Exercise requirements — Reproduce the entries below, substituting "whole-number pixel coordinates" for each occurrence of "integer pixel coordinates" and leaving all other text unchanged.
___ Supplied data ___
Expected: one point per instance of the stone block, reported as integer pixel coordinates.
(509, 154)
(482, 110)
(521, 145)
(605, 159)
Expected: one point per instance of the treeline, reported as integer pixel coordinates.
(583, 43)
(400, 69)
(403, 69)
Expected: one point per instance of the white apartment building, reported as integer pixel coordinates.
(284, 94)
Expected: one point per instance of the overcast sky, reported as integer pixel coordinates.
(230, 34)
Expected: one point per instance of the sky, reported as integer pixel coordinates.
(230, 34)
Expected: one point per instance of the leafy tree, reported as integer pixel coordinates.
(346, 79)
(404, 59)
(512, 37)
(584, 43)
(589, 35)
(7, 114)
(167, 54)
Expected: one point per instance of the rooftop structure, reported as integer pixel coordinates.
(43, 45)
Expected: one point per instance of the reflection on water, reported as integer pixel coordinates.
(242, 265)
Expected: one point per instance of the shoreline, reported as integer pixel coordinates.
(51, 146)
___
Response to this task —
Expected: one point per instance of the stone block, reported as whole-number pixel coordinates.
(509, 154)
(482, 110)
(521, 145)
(605, 159)
Expected: one point per instance of the treeline, reported as whole-number pixel coordinates.
(583, 43)
(400, 69)
(403, 69)
Expected: one point per instance of the white apartment building, reported as whole-number pixel coordinates.
(284, 94)
Expected: one point per instance of the overcast sky, reported as whole-number pixel coordinates.
(230, 34)
Expected: one point per instance of the sky, reported as whole-number pixel coordinates.
(230, 34)
Expected: one point per instance of the leafy tree, reported as whole-number pixel coordinates.
(346, 79)
(404, 59)
(512, 37)
(584, 43)
(589, 35)
(7, 114)
(167, 54)
Expected: one point per instance of the rooftop structure, reported as whole-number pixel coordinates.
(43, 45)
Expected: one point per instance of the reflection on water, reported as whole-number pixel coordinates.
(242, 265)
Expected: one point per instance of the shoreline, reported as whole-number pixel coordinates.
(51, 146)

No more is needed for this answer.